Task statement -
Copy out each line below containing "bucket".

[Point-per-instance localization data]
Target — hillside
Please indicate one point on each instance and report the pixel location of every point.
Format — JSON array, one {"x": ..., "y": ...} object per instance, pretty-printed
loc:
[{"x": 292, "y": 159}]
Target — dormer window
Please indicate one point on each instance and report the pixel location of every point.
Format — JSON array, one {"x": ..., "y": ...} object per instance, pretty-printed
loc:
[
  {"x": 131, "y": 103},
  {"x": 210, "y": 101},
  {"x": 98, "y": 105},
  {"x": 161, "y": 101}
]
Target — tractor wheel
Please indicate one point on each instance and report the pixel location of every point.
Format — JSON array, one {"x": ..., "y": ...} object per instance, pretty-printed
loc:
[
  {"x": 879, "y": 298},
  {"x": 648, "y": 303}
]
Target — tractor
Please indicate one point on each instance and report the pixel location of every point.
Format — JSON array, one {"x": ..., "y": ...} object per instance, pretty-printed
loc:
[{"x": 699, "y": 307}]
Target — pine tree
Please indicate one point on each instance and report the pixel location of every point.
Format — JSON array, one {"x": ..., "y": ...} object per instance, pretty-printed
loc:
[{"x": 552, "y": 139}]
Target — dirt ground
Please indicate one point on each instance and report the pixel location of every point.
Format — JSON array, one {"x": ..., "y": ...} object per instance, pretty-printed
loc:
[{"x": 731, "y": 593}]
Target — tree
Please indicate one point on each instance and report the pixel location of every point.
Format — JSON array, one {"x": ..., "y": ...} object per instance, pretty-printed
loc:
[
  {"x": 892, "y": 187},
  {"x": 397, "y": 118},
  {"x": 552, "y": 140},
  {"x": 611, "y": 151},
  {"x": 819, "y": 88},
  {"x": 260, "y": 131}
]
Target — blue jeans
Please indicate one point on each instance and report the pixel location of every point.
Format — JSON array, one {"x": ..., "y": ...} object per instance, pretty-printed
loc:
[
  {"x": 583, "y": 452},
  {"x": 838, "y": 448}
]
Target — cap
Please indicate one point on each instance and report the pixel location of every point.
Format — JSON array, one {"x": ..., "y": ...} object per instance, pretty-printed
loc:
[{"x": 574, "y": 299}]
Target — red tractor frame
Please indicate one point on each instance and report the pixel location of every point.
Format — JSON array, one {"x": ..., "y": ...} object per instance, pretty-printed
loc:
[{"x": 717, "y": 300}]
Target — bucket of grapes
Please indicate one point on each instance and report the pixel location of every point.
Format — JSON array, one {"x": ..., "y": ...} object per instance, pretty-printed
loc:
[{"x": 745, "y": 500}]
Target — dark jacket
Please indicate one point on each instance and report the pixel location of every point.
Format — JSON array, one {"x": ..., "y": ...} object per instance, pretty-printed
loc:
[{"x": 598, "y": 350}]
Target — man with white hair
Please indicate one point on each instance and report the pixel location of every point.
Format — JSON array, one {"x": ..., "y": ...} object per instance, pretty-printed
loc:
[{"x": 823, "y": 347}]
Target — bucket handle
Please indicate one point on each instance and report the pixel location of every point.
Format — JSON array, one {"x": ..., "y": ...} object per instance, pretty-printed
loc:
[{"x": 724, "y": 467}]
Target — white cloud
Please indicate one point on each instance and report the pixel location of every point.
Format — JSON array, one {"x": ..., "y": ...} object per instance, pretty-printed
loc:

Solution to this task -
Target — bucket of grapes
Target — bucket handle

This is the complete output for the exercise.